HANOI, Vietnam (AP) — North Korea’s foreign minister held talks in Vietnam on Wednesday in a visit to a fellow communist country as part of efforts to break the North’s diplomatic isolation.

Ri Su Yong arrived Tuesday night from Laos for a four-day visit before traveling to Myanmar for an ASEAN Regional Forum meeting, which will also be attended by U.S. Secretary of State John Kerry and foreign ministers from Japan, South Korea and China on Sunday. He then visits Indonesia and Singapore.

Ri held talks with his Vietnamese counterpart Pham Binh Minh where they stressed on the traditional friendship between communist countries. Ri will also meet President Truong Tan Sang and other high-ranking officials.

“My visit to Vietnam this time is to develop the existing friendship between our two countries,” Ri told Minh at the start of their talks. “Our relationship is a comradely and fraternal one and unlike other countries it has an age-old history.”

Unlike Vietnam, which launched reforms in the mid-1980s opening up to foreign trade and investment, North Korea remains one of the world’s most isolated countries over its nuclear weapon program.

Vietnam, the world’s second-largest rice exporter, often gives North Korea rice as food aid to help it overcome food shortages.

----------

Quote the entire news report about North Korea's foreign minister visiting Vietnam, word for word. Rely only on the news report for the work that follows.

----------

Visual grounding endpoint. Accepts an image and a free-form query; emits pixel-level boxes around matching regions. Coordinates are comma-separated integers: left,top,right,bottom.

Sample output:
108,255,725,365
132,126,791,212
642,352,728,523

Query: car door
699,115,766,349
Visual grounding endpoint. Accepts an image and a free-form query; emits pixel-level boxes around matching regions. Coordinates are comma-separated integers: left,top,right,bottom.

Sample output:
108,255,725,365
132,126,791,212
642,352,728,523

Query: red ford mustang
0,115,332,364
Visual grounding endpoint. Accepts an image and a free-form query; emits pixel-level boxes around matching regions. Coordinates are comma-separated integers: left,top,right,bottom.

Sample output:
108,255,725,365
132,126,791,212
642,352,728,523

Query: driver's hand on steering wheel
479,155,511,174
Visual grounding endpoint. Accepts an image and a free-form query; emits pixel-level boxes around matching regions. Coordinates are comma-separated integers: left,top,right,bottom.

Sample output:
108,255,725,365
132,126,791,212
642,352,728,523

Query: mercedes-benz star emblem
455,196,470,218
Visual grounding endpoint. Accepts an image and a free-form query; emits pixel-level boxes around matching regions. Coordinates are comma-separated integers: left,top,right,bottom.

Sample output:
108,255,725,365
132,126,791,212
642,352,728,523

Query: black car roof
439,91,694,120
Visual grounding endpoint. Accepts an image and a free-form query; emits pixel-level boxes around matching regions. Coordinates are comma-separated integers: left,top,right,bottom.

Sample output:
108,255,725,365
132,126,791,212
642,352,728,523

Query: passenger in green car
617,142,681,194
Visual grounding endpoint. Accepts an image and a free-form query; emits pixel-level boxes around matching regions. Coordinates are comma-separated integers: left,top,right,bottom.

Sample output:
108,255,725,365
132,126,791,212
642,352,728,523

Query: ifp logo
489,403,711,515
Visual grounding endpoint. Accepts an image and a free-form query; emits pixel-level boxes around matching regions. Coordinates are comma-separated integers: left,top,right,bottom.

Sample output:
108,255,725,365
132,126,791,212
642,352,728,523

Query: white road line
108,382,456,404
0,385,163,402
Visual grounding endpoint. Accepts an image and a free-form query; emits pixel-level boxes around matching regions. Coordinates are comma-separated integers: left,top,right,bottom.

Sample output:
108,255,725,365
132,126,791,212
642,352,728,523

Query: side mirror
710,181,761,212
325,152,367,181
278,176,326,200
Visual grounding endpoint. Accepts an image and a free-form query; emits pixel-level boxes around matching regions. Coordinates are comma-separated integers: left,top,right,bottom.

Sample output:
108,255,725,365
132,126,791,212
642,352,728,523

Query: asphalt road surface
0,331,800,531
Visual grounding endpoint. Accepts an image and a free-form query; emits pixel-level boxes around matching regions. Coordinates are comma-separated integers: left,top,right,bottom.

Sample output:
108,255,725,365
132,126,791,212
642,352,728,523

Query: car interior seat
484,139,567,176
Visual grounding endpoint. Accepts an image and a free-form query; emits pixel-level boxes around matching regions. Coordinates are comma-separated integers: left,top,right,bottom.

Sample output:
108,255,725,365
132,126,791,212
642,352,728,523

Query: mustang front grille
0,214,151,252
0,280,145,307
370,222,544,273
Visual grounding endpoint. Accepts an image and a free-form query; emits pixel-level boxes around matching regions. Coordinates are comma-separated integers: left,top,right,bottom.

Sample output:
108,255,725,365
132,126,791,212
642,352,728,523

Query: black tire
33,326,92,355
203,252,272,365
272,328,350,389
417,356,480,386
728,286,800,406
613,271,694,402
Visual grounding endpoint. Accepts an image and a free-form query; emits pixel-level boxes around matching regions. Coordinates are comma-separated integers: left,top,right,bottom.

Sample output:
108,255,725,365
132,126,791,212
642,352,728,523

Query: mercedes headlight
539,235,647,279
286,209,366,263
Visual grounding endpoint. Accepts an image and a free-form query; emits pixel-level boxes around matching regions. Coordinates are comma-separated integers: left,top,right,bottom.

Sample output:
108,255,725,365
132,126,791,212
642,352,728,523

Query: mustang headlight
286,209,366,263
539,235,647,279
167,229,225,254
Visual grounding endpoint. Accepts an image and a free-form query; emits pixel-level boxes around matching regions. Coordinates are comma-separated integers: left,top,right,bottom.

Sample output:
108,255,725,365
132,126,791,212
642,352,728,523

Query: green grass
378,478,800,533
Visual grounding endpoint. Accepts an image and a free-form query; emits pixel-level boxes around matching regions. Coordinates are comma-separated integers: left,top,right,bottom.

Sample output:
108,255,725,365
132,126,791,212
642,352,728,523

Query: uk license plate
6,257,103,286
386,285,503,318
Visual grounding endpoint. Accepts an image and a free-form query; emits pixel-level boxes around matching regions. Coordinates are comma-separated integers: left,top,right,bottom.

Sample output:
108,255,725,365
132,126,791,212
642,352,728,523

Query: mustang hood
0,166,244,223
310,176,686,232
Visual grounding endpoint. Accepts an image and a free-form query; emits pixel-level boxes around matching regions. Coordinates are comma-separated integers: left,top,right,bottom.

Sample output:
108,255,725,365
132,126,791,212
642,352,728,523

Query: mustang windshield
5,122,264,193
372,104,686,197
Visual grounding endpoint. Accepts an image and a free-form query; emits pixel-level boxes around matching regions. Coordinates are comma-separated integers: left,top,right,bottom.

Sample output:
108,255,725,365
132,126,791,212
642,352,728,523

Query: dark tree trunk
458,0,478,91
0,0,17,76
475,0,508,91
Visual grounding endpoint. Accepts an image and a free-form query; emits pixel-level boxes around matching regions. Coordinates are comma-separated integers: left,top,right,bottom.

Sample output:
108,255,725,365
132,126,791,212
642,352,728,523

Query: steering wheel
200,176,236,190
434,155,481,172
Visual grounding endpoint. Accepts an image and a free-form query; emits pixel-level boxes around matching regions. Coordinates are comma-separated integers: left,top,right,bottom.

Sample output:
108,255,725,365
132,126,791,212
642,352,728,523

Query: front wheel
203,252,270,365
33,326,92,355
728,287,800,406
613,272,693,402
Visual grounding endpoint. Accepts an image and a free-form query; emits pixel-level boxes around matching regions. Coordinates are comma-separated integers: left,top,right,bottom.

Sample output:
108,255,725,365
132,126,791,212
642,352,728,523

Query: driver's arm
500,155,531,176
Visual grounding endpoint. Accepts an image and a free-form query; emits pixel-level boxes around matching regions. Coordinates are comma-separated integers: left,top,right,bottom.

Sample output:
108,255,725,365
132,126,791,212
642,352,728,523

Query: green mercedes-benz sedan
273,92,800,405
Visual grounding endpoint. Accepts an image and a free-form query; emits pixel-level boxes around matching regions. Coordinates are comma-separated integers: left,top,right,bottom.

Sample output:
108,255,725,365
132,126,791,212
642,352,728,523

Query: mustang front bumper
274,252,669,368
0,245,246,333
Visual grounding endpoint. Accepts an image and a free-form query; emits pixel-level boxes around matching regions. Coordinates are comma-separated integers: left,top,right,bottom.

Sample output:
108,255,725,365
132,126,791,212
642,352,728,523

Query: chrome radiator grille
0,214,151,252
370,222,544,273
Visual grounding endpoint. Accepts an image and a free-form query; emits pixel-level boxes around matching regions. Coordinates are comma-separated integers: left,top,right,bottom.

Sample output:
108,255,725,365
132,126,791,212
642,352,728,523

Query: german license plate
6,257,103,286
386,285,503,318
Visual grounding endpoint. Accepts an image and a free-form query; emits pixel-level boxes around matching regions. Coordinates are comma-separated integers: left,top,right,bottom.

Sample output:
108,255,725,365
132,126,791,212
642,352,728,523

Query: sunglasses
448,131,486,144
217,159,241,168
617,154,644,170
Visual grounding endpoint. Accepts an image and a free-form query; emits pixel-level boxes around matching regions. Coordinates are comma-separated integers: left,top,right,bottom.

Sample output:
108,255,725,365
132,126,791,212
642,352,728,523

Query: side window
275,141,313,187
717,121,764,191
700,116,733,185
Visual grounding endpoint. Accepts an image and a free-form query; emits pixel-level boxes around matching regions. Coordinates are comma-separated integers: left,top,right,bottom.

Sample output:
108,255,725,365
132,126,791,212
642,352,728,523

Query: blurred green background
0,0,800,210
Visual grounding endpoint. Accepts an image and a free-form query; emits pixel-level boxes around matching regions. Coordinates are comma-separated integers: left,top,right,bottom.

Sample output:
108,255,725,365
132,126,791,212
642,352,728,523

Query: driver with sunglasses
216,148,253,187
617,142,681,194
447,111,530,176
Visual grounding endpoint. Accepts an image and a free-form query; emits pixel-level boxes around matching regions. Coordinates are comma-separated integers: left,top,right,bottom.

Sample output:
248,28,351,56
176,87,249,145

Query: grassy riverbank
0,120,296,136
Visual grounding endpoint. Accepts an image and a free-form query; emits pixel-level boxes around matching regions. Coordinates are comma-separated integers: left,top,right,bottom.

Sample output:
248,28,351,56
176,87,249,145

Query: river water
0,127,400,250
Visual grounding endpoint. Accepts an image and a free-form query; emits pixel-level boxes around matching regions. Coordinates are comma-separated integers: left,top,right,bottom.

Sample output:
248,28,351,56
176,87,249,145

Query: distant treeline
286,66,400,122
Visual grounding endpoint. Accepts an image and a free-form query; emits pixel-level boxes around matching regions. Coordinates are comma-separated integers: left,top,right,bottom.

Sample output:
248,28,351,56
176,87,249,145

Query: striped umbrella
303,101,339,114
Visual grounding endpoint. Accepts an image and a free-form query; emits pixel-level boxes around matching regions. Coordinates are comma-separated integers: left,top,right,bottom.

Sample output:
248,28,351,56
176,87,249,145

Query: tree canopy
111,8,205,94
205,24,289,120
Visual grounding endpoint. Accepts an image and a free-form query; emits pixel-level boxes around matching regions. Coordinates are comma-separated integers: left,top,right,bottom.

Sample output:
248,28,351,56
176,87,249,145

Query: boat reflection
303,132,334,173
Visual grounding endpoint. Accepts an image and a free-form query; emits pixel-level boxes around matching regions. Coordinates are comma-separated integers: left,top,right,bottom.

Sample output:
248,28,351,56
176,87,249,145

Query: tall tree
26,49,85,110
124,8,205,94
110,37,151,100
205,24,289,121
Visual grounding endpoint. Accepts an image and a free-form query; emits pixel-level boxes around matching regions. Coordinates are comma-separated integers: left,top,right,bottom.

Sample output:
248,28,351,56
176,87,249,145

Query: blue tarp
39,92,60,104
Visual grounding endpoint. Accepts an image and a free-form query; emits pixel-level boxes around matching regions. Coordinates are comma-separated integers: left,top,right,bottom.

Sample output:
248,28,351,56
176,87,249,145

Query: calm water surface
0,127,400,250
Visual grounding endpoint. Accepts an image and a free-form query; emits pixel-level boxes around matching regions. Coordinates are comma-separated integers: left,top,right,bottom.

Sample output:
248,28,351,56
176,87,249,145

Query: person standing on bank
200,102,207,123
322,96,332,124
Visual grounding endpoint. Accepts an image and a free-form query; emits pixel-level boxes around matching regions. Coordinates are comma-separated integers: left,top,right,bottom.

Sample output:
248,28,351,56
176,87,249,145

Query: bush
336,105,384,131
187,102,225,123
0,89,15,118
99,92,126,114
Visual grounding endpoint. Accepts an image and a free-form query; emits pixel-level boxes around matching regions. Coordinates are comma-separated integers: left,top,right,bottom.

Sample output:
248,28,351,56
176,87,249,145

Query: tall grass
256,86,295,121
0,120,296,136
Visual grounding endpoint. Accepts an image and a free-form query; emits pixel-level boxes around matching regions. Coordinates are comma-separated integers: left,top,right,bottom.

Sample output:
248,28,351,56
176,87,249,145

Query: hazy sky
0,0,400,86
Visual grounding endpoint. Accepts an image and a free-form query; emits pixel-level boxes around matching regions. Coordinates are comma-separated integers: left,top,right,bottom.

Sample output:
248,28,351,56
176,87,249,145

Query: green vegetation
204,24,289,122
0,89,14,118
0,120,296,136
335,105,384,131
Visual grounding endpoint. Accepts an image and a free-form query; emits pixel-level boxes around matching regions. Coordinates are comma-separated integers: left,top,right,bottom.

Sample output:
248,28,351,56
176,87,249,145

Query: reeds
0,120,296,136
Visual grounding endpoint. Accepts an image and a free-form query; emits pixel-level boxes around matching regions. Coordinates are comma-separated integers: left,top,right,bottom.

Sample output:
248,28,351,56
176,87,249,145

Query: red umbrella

----------

FULL SOLUTION —
HANOI, Vietnam (AP) — North Korea’s foreign minister held talks in Vietnam on Wednesday in a visit to a fellow communist country as part of efforts to break the North’s diplomatic isolation.

Ri Su Yong arrived Tuesday night from Laos for a four-day visit before traveling to Myanmar for an ASEAN Regional Forum meeting, which will also be attended by U.S. Secretary of State John Kerry and foreign ministers from Japan, South Korea and China on Sunday. He then visits Indonesia and Singapore.

Ri held talks with his Vietnamese counterpart Pham Binh Minh where they stressed on the traditional friendship between communist countries. Ri will also meet President Truong Tan Sang and other high-ranking officials.

“My visit to Vietnam this time is to develop the existing friendship between our two countries,” Ri told Minh at the start of their talks. “Our relationship is a comradely and fraternal one and unlike other countries it has an age-old history.”

Unlike Vietnam, which launched reforms in the mid-1980s opening up to foreign trade and investment, North Korea remains one of the world’s most isolated countries over its nuclear weapon program.

Vietnam, the world’s second-largest rice exporter, often gives North Korea rice as food aid to help it overcome food shortages.